TASKS FOR THIS EXERCISE:
1. Answer these from the Gradgrind passage:
(a) What is the only thing Thomas Gradgrind believes in?
(b) How much older than Louisa is the factory owner she marries?
(c) What publication carried the article on a metropolitan workhouse?
2. List each line in the records below that contains the word "basketball".

SOURCE PASSAGE:

Thomas Gradgrind is the school headmaster of Coketown's school, he is a "practical man" and
believes only in facts. He brings up his children, Louisa and Tom, in a severe way, crushing any
imaginative impulses; just as he treats the children in his school (like an object).
- Louisa marries a factory owner thirty years older than her. Unhappy in her marriage, Louisa
is distracted by a politician who comes to Coketown. When he tries to seduce her, she goes
to her father for protection; Gradgrind understands that his perfectly ordered world of facts is
very limited and Louisa separates from her husband.
- Tom robs his employers and then tries to divert suspicion onto an innocent craftsman, but he
is discovered and he leaves the country.

A METROPOLITAN WORKHOUSE (1850)


It is an article from Household words, Dickens describes a visit to a workhouse (bad conditions).

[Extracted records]
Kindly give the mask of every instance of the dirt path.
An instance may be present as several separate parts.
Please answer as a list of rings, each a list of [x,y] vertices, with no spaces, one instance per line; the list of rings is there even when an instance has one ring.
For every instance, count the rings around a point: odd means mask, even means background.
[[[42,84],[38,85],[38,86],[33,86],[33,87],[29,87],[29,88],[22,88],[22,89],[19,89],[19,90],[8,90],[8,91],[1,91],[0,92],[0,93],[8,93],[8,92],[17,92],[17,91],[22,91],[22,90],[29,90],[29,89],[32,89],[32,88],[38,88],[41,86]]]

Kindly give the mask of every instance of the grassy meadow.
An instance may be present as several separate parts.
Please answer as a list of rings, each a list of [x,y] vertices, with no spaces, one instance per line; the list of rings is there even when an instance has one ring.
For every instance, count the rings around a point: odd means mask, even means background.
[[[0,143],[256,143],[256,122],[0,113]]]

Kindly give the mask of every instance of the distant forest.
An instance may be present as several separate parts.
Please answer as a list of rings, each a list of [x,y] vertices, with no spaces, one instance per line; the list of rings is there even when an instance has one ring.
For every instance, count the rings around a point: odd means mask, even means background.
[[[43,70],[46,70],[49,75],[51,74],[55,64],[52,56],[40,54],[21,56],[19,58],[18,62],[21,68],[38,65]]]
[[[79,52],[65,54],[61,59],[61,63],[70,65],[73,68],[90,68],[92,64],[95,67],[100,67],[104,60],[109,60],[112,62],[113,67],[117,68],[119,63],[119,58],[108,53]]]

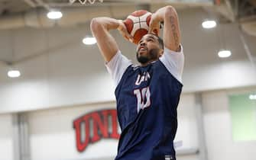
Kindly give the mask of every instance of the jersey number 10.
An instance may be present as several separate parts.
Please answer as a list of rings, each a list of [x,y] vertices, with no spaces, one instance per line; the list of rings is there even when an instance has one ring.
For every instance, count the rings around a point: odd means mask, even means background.
[[[137,112],[151,105],[151,91],[149,87],[135,89],[134,94],[137,98]]]

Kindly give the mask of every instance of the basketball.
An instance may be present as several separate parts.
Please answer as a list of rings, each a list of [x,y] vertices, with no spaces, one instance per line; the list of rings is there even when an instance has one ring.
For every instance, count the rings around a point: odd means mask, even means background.
[[[139,10],[132,12],[124,21],[128,32],[134,37],[133,43],[135,44],[147,34],[151,15],[152,14],[146,10]]]

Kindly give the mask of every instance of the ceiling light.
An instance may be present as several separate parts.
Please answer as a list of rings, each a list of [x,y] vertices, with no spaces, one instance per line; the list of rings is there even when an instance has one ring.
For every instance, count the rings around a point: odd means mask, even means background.
[[[51,11],[47,13],[47,18],[49,19],[60,19],[62,18],[62,13],[60,11]]]
[[[83,39],[83,43],[86,45],[92,45],[97,43],[96,39],[93,37],[86,37]]]
[[[232,55],[232,53],[230,50],[220,50],[219,53],[218,53],[218,56],[220,57],[220,58],[226,58],[226,57],[228,57]]]
[[[256,100],[256,94],[250,94],[249,99],[250,100]]]
[[[8,76],[11,78],[17,78],[21,75],[21,72],[18,70],[10,70],[8,72]]]
[[[205,21],[202,23],[202,26],[203,28],[212,28],[216,27],[216,22],[215,21]]]

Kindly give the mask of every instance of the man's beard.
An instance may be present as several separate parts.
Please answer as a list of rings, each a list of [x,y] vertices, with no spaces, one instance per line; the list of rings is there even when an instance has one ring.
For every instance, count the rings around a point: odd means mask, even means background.
[[[150,61],[154,61],[158,59],[159,49],[151,49],[148,54],[145,56],[139,56],[138,51],[136,53],[138,62],[142,65],[147,63]]]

RESPONSES TO THE TASKS:
1.
(a) Facts.
(b) Thirty years.
(c) Household words.

2.
Kindly give the mask of every instance of the basketball.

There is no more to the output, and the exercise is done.